* [DATASET CONTENT]

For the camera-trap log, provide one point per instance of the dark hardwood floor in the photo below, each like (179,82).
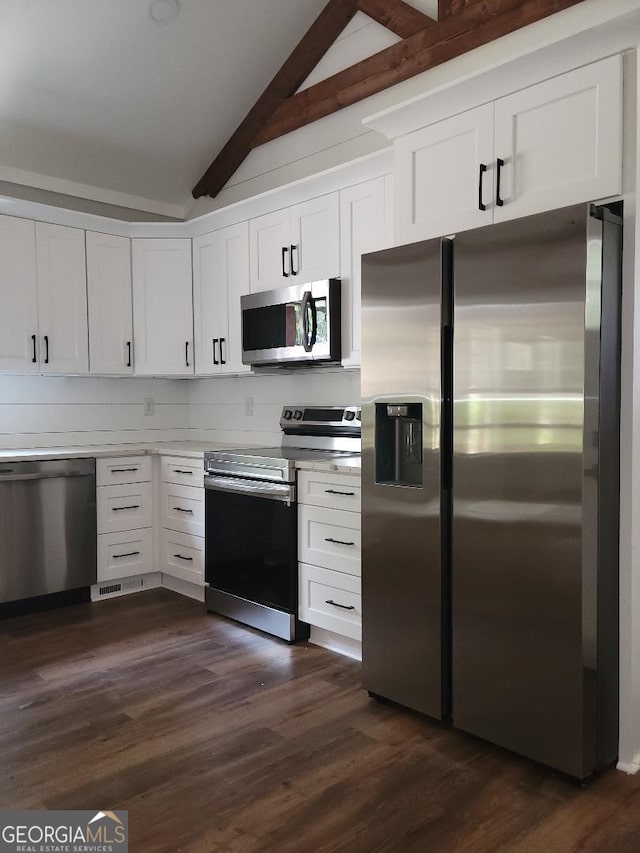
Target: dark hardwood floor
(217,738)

--

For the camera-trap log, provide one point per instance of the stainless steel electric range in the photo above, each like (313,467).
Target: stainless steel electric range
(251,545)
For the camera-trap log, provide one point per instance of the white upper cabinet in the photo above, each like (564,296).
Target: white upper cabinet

* [ACTIVITY] Which lines of the records above contain the word "white"? Show each of them.

* [EXERCISE SOLUTION]
For the camera-trap log, provide one point per instance of the white upper cabinet in the photo above, each like (564,296).
Target: white upper cabinet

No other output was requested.